Je me dis qu'il me reste une solution: installer Mac OS 9 sur un DD externe (je précise que j'ai le CD d'installation d'origine).

Donc branchement sur USB d'un DD externe Packard Bell 1 TB (pas d'alimentation externe), SATA 2,5' préformaté, prévu pour Mac OS 9.X et Mac OS 10.X.
Précision: une carte avec 2 ports USB et 2 ports FireWire a été ajoutée il y a quelques années.
Démarrage avec la touche C enfoncée et le CD d'installation dans le lecteur.

C'est au moment de la sélection du disque destinataire qu'il y a un problème, impossible de «monter» le DD externe.
Essais faits avec SOS Disque, Outil disque dur, Copy disk, formatage standard, formatage étendu, initialisation: disque impossible à lire avec vérification et réparation qui échouent...

Si quelqu'un a une solution (sans trop de jargon informatique, si possible), cela me permettra de redonner le sourire à mon papounet 
Merci d'avance

PS: Désolé pour la longueur du texte, je voulais donner un maximum d'informations...


----------



## 217ae1 (21 Août 2014)

canaille a dit:


> Donc branchement sur USB d'un DD externe Packard Bell 1 TB (pas d'alimentation externe), SATA 2,5' préformaté, prévu pour Mac OS 9.X et Mac OS 10.X.

◆ Enregistrements fournis ◆
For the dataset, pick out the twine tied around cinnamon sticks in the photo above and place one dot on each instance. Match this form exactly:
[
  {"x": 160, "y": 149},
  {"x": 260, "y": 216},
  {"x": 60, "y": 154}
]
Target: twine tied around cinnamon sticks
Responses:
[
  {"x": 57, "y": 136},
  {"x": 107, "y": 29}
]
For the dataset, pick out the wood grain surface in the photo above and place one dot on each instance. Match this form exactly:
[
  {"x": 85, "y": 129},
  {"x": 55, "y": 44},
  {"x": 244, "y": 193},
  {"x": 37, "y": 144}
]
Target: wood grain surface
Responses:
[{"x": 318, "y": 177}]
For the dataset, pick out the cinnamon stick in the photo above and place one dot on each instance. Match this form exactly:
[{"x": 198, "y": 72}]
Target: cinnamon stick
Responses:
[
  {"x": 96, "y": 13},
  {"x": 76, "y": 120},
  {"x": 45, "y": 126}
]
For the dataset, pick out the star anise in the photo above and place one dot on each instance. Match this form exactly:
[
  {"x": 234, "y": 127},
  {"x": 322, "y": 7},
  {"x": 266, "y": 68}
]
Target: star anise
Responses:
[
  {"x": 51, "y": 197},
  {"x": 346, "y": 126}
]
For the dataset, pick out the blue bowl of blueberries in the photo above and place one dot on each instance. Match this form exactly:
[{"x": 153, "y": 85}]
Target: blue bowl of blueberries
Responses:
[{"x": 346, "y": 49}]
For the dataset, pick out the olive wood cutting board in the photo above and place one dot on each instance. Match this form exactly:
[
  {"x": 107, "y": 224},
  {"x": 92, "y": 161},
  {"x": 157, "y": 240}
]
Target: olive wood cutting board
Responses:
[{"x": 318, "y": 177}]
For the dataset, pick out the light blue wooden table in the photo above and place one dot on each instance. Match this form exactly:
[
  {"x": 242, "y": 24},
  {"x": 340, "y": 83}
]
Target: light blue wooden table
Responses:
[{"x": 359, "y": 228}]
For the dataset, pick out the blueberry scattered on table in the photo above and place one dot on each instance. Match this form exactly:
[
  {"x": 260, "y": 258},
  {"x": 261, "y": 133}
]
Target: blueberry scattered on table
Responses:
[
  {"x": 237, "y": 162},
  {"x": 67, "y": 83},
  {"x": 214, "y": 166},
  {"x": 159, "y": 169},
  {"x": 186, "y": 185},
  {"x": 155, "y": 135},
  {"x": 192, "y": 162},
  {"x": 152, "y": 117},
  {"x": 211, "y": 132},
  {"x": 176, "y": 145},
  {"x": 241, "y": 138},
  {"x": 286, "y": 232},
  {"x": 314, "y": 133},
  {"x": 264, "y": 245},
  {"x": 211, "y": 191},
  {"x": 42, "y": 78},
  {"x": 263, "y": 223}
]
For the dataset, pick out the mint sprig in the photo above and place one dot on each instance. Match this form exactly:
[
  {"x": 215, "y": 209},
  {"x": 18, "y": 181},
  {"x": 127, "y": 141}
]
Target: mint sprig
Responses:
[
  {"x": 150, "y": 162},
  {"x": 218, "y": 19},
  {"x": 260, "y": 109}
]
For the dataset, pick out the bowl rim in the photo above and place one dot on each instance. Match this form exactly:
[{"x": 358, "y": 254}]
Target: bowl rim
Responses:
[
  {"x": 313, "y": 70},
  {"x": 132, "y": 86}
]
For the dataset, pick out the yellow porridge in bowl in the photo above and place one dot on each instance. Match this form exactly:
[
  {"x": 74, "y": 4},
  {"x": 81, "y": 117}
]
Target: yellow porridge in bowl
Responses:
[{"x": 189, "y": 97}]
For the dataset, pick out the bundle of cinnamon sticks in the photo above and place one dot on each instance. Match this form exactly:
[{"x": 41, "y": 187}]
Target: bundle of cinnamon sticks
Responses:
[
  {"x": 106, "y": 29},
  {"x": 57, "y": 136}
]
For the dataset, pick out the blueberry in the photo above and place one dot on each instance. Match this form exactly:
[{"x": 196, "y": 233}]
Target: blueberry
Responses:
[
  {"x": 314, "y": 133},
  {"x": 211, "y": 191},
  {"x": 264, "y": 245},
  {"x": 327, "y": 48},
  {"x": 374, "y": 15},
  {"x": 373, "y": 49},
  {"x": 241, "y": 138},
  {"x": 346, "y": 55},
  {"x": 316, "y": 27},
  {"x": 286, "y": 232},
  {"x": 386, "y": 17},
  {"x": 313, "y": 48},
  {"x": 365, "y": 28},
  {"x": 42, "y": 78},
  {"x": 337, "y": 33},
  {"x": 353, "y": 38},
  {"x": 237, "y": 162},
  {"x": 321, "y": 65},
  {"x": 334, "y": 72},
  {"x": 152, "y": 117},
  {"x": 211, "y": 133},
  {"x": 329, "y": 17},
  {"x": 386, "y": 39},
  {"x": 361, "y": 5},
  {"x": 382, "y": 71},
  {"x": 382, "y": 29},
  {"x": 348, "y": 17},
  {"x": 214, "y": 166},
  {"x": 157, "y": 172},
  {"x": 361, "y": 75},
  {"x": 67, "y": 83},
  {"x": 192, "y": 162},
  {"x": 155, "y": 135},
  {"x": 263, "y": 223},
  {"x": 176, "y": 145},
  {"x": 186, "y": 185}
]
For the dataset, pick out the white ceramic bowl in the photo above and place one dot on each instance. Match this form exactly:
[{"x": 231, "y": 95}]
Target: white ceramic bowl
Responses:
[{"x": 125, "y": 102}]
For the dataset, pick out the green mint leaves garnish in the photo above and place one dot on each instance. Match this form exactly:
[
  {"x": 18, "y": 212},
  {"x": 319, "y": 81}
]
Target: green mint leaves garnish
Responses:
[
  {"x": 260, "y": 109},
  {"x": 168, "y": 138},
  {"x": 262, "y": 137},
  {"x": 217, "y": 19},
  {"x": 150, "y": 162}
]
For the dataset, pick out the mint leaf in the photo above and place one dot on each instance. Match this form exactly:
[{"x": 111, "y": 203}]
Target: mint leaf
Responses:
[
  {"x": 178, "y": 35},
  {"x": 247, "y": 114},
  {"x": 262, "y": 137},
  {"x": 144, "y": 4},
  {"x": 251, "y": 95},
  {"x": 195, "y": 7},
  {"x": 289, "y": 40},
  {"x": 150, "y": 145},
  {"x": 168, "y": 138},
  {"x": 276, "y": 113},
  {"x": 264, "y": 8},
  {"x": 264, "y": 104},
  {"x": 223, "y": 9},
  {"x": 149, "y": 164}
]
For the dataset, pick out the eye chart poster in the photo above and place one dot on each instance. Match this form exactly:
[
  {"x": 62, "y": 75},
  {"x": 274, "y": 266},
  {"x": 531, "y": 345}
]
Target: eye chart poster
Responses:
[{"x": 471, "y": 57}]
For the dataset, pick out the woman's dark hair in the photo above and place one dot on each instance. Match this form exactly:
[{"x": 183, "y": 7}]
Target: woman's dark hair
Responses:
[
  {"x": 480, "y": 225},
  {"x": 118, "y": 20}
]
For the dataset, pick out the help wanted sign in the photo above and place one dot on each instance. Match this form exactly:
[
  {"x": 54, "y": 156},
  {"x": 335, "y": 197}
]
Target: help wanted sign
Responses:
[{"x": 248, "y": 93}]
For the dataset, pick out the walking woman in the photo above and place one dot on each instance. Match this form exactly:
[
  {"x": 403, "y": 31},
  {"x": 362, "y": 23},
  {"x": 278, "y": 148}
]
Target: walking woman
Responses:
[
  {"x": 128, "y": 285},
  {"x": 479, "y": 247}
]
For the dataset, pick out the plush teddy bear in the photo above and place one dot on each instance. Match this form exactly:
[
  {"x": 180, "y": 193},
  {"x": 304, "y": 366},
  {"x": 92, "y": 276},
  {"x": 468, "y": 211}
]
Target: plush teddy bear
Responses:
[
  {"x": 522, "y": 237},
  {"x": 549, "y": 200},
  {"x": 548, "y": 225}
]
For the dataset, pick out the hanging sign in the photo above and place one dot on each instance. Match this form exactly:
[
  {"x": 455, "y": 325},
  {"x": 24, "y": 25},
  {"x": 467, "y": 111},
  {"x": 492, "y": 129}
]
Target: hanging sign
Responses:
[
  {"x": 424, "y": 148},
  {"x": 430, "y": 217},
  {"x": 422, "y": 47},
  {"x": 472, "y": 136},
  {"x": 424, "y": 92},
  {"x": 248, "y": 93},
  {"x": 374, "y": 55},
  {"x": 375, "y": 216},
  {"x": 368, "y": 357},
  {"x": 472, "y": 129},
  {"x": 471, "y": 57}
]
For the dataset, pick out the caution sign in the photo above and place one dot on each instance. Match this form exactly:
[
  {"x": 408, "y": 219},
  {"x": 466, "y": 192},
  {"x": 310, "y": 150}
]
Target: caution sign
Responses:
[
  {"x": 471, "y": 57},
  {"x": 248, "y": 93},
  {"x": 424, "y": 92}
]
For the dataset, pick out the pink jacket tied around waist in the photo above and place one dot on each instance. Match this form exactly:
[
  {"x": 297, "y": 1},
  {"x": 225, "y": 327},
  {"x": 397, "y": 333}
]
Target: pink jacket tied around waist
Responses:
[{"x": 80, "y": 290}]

◆ Défis ◆
1 - Pourriez-vous reproduire, dans le fil de discussion sur l'installation de Mac OS 9, le passage qui va de "C'est au moment" jusqu'à "réparation qui échouent..." ?
2 - Pouvez-vous mettre à l'échelle les enregistrements, de la ligne contenant "For the dataset, pick out the plush" jusqu'à la fin des enregistrements, bornes comprises ? Redonnez toutes ces lignes sans rien omettre, en multipliant par 2,45 chaque coordonnée des réponses et en l'arrondissant à l'entier le plus proche, les demis vers le haut.
Le texte et les enregistrements sont deux documents distincts.

◆ Résultats ◆
1 -
C'est au moment de la sélection du disque destinataire qu'il y a un problème, impossible de «monter» le DD externe.
Essais faits avec SOS Disque, Outil disque dur, Copy disk, formatage standard, formatage étendu, initialisation: disque impossible à lire avec vérification et réparation qui échouent...

2 -
For the dataset, pick out the plush teddy bear in the photo above and place one dot on each instance. Match this form exactly:
[
  {"x": 180, "y": 193},
  {"x": 304, "y": 366},
  {"x": 92, "y": 276},
  {"x": 468, "y": 211}
]
Target: plush teddy bear
Responses:
[
  {"x": 1279, "y": 581},
  {"x": 1345, "y": 490},
  {"x": 1343, "y": 551}
]
For the dataset, pick out the hanging sign in the photo above and place one dot on each instance. Match this form exactly:
[
  {"x": 455, "y": 325},
  {"x": 24, "y": 25},
  {"x": 467, "y": 111},
  {"x": 492, "y": 129}
]
Target: hanging sign
Responses:
[
  {"x": 1039, "y": 363},
  {"x": 1054, "y": 532},
  {"x": 1034, "y": 115},
  {"x": 1156, "y": 333},
  {"x": 1039, "y": 225},
  {"x": 608, "y": 228},
  {"x": 916, "y": 135},
  {"x": 919, "y": 529},
  {"x": 902, "y": 875},
  {"x": 1156, "y": 316},
  {"x": 1154, "y": 140}
]
For the dataset, pick out the caution sign in the photo above and place one dot on each instance. Match this form exactly:
[
  {"x": 408, "y": 219},
  {"x": 466, "y": 192},
  {"x": 310, "y": 150}
]
Target: caution sign
Responses:
[
  {"x": 1154, "y": 140},
  {"x": 608, "y": 228},
  {"x": 1039, "y": 225}
]
For the dataset, pick out the pink jacket tied around waist in the photo above and place one dot on each instance. Match this form exactly:
[
  {"x": 297, "y": 1},
  {"x": 225, "y": 327},
  {"x": 397, "y": 333}
]
Target: pink jacket tied around waist
Responses:
[{"x": 196, "y": 711}]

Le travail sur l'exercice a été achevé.